• **Task to carry out**
Express the listing, from its first line through the line containing "[[[12,39],[14,40],[19,39],[19,28],[15,23],[12,23]]]", as a JSON list of strings with one string per line and blank lines omitted.

______

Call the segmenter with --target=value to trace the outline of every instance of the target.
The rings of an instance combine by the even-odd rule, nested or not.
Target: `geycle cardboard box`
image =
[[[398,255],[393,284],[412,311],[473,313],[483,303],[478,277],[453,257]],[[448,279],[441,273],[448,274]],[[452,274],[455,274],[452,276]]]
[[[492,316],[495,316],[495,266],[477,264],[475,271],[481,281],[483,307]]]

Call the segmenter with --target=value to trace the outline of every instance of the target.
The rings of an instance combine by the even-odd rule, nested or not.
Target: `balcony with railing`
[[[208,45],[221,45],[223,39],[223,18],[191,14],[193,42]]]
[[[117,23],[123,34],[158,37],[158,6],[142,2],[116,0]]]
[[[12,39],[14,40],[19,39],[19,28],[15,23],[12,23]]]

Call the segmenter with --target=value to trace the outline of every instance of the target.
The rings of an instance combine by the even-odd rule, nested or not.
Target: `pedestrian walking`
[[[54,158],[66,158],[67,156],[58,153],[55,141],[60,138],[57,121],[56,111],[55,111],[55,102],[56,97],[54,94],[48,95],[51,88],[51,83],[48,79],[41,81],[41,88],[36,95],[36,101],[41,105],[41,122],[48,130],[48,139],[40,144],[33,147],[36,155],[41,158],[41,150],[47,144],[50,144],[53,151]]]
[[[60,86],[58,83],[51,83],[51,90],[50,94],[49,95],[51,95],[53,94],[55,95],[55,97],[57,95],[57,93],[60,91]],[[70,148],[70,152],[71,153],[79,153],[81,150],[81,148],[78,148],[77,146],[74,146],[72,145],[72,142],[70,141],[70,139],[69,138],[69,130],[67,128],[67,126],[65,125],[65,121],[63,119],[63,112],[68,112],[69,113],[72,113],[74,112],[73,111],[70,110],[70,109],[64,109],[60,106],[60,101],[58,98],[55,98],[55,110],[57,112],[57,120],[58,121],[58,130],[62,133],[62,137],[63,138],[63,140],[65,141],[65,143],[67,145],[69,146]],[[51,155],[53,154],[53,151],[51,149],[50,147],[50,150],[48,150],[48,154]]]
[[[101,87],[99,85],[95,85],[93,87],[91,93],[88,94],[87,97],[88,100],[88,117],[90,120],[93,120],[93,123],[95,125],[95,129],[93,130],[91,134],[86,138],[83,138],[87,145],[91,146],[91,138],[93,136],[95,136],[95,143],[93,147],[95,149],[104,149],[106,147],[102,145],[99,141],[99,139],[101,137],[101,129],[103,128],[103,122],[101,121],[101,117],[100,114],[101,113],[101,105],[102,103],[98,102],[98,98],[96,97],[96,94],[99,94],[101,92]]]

______

• **Correct response**
[
  "Call the segmenter with --target=value to trace the outline of every instance of the target.",
  "The rings of an instance combine by the even-odd rule, nested or not.",
  "Target: `geycle cardboard box`",
  "image =",
  "[[[398,255],[393,284],[412,311],[473,313],[483,303],[478,277],[453,257]],[[448,279],[441,273],[448,274]],[[452,274],[455,274],[452,276]]]",
  "[[[492,316],[495,316],[495,266],[477,264],[475,271],[481,281],[483,307]]]",
  "Call the segmenter with --target=value to trace the outline of every instance of the target.",
  "The rings of an instance combine by the even-odd rule, nested or not.",
  "Target: `balcony with railing`",
  "[[[208,45],[221,45],[223,39],[223,18],[191,14],[193,42]]]",
  "[[[117,23],[123,34],[158,37],[158,6],[142,2],[116,0]]]",
  "[[[12,39],[14,40],[19,39],[19,28],[15,23],[12,23]]]"
]